* Written instruction A *
Name the sampling sites where the snowshoe hare report says the capture-recapture studies took place.
* Written instruction B *
Carry the snowshoe hare report forward, starting after its final sentence.

**** Quoted text

Linear regression model: exploring a snowshoe hare data

Analysis of snowshoe hares’ characteristics and numbers at the Bonanza Creek Experimental Forest.

Carmen Galaz-García true
11-15-2020

Introduction

This project examines the counts, weight and size measurements of juvenile snowshoe hares observed at the Bonanza Creek Experimental Forest from 1999 to 2012 (Kielland et al. 2017). In particular, we look at how the number of observations of juvenile snowshoe hares has changed over the course of the study, how weight varies across sex and sampling site and explore a possible linear relation between hares’ weight and hind foot length.

Picture credit: Jim Dau, Alaska Department of Fish and Game

Data and analysis

Size measurements, sex and age of snowshoe hares were collected and made available by Dr. Knut Kielland and colleagues at the Bonanza Creek Experimental Forest Long Term Ecological Research (LTER) site located approximately 20 km southwest of Fairbanks, Alaska. The data contains observations of 3197 snowshoe hares obtained by capture-recapture studies conducted yearly from 1999 to 2012 in three sampling sites: Bonanza Riparian, Bonanza Mature and Bonanza Black Spruce. Out of the total observations, 378 correspond to juvenile snowshoe hares.

This report has four sections, each focused on analyzing different data related to juvenile snowshoe hares.

All analyses are in R version 4.0.2 using RStudio Version 1.3.1093.

Exploratory findings

Annual juvenile hare trap counts

In this section we analyze yearly counts of juvenile snowshoe hares. In total 378 observations of juvenile snowshoe hares were recorded during the study. Sample site is not included as a variable here, though it would be it would be interesting to see if juvenile hare counts are changing equally in all sample sites.

hide
# --- Count juveniles per year
per_year_juveniles <- hares %>%    # copy data
  filter(age == "j") %>%       # select juvenile hares
  mutate(Year = year(mdy(date))) %>%     # create new column with year
  count(Year)

# --- Create graph
ggplot( data= per_year_juveniles, aes(x =Year, y =n)) +   # select data and variables
  geom_bar(stat="identity", fill="snow4") +    # do a bar plot
  scale_x_continuous(breaks=2*(994:1006)) +   # adjust ticks
  labs(#title="Juvenile snowshoe hares observations recorded yearly",
       y= "Number of hares (n)") +
  theme_light()  # update theme

Figure 1. Total juvenile snowshoe hare observations (n) during each year of the study (1999-2012). Data: Kielland et al. (2017)

No observations of juvenile snowshoe hares were made during 2002 and 2009, while the highest count was registered in 1999 (the first year of the study) with 126 observations. On average 31.5 juvenile hare trappings were made from 1999 to 2012 and the median was 18.5. In figure one we can see a diminishing trend in the number of juvenile hare trappings. The two exceptions are 2005, 2008 and 2011. In 2005 juvenile hare counts were 6 times higher than in 2004, and in 2008 counts were 8.8 times higher than in 2007. In 2011 the juvenile snowshoe hare count was 9.5 times higher than in 2010.

********
**** Dataset rows

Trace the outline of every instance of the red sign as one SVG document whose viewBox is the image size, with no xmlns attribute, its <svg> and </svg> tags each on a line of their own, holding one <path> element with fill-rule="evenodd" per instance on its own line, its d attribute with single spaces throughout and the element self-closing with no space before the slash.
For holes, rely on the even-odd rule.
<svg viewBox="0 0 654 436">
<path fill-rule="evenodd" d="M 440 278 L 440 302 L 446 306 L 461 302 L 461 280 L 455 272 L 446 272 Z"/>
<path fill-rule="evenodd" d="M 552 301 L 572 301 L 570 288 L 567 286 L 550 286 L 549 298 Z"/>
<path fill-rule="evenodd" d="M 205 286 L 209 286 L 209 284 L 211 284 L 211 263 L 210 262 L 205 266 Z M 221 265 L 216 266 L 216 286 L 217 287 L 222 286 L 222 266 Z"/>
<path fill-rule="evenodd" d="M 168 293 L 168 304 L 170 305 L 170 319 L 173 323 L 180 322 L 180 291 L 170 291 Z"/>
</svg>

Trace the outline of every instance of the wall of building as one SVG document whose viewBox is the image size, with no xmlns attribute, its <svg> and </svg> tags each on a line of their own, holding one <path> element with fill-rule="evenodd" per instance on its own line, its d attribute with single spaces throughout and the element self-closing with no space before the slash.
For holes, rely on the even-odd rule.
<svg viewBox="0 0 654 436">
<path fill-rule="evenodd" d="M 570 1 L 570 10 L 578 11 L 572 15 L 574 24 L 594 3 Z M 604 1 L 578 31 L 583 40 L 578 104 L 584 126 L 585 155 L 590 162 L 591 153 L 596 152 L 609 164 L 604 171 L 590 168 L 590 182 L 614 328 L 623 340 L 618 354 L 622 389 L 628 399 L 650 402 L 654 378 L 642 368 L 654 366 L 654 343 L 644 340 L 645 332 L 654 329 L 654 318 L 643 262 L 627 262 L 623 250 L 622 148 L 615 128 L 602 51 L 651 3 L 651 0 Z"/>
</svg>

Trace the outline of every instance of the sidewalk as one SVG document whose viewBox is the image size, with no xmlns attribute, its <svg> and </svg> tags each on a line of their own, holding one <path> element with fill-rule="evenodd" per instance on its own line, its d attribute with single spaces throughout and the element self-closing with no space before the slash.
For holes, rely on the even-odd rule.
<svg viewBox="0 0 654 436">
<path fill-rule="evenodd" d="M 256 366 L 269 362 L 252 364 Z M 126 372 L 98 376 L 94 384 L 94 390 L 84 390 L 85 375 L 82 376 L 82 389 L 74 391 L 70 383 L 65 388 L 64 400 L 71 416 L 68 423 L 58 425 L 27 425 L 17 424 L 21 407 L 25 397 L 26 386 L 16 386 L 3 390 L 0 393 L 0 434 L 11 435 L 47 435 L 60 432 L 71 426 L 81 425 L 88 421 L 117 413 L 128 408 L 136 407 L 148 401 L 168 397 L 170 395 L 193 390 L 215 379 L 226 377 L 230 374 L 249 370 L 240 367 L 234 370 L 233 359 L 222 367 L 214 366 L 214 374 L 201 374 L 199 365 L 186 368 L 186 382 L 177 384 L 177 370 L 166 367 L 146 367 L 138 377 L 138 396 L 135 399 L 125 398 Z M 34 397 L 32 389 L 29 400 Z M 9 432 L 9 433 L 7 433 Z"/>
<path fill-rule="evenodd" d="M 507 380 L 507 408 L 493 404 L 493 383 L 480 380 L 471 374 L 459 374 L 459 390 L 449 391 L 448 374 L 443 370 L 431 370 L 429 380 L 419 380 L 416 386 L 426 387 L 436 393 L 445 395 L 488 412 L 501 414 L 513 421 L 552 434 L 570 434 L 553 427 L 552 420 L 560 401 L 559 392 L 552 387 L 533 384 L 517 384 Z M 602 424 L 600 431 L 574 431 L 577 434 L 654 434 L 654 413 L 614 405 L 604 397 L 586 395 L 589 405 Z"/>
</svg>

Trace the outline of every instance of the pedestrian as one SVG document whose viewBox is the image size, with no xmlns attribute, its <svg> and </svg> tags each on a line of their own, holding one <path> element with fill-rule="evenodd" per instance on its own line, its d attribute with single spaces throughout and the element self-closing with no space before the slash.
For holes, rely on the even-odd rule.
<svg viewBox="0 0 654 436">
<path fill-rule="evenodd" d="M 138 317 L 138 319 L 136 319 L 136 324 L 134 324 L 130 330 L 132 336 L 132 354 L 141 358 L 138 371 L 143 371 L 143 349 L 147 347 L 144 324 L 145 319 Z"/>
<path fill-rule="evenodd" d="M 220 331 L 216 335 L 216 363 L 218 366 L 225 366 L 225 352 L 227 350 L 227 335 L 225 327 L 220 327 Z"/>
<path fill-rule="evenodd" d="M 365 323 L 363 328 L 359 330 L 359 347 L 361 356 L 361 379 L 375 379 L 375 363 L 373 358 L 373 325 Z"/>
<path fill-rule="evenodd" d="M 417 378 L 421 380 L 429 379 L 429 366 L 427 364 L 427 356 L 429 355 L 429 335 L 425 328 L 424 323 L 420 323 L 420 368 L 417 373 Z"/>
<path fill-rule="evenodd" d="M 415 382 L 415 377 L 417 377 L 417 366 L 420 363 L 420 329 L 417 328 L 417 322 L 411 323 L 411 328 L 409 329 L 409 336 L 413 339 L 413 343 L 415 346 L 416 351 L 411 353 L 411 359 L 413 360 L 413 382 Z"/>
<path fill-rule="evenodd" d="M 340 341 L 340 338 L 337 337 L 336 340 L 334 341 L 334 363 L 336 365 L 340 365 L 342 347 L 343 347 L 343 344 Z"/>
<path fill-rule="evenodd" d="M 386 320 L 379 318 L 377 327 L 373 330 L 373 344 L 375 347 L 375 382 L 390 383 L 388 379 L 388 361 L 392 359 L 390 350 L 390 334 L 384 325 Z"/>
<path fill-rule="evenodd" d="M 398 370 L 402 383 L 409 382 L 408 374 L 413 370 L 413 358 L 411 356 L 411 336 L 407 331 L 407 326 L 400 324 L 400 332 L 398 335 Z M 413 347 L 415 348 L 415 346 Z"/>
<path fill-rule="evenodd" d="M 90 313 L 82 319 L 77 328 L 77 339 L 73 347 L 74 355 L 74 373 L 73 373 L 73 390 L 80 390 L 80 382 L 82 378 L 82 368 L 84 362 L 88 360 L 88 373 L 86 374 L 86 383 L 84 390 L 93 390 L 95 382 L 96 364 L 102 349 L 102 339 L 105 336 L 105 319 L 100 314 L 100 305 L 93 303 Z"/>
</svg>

********

* Written response A *
Bonanza Riparian, Bonanza Mature, Bonanza Black Spruce

* Written response B *
While these are absolute counts, these numbers are also impacted by effort. Moving forward I would suggest to conduct the trappings on the same dates every year and space these times across different seasons. For example the first two weeks of each month every year. I imagine juveniles are mostly present during Spring, but with climate change it is possible Spring weather does not come at the same dates in 2012 as in 1998, so there might be a risk of undercounting if the counts are done during a fixed period of time every year. I would also suggest to maintain the number and location of traps constant over the years.

Juvenile hare weights by sex and sample site

hide
# --- Select data
summary_juveniles <- juveniles %>% 
  group_by(grid, sex) %>% 
  summarize(mean = mean(weight, na.rm=TRUE),
            sd = sd(weight, na.rm=TRUE),
            #median = median(weight, na.rm=TRUE),
            n = n()
            )

Weights (measured in grams) of male and female juvenile snowshoe hares are compared across the three sampling sites: Bonanza Black Spruce, Bonanza Mature and Bonanza Riparian. From the 378 observations of juvenile snowshoe hares recorded during the study, 7 of them did not have the hare’s weight recorded (3 females and 4 of unidentified sex).

In all three sites the average weight for male juvenile hares is greater than that of female juvenile hares. Juvenile hares were biggest at the Bonanza Black Spruce sampling site, with weight of male hares being 1073 \(\pm\) 223 grams (n= 13; mean \(\pm\) 1 standard deviation) and weight of female hares being 1022 \(\pm\) 293 grams (n= 35). In Bonanza Mature and Bonanza Riparian the average and standard deviations of weights were similar for both female and male juvenile hares.

Table 1. Descriptive statistics (mean, standard deviation and sample size) at each sample site for female and male juvenile snowshoe hares. Data: Kielland et al. (2017)

hide
# --- Create table with summary statistics 

weight_summary_table <- summary_juveniles %>% 
  mutate(
       grid = case_when( # update names of sample sites
         grid == "bonbs" ~ "Bonanza Black Spruce",
         grid == "bonrip" ~ "Bonanza Riparian", 
         grid == "bonmat" ~ "Bonanza Mature"
       ),
       sex = case_when(   # update names of sex
         sex == "f" ~ "female",
         sex == "m" ~"male"
       )) %>% 
  kable( col.names = c("Sample site", 
                        "Sex", 
                        "Mean weight (g)",
                        "Standard deviation (g)",
                        #"Median weight (g)",
                        "Sample size (n)" ) 
                         ) %>% 
   kable_styling(full_width = FALSE)
weight_summary_table
Sample site Sex Mean weight (g) Standard deviation (g) Sample size (n)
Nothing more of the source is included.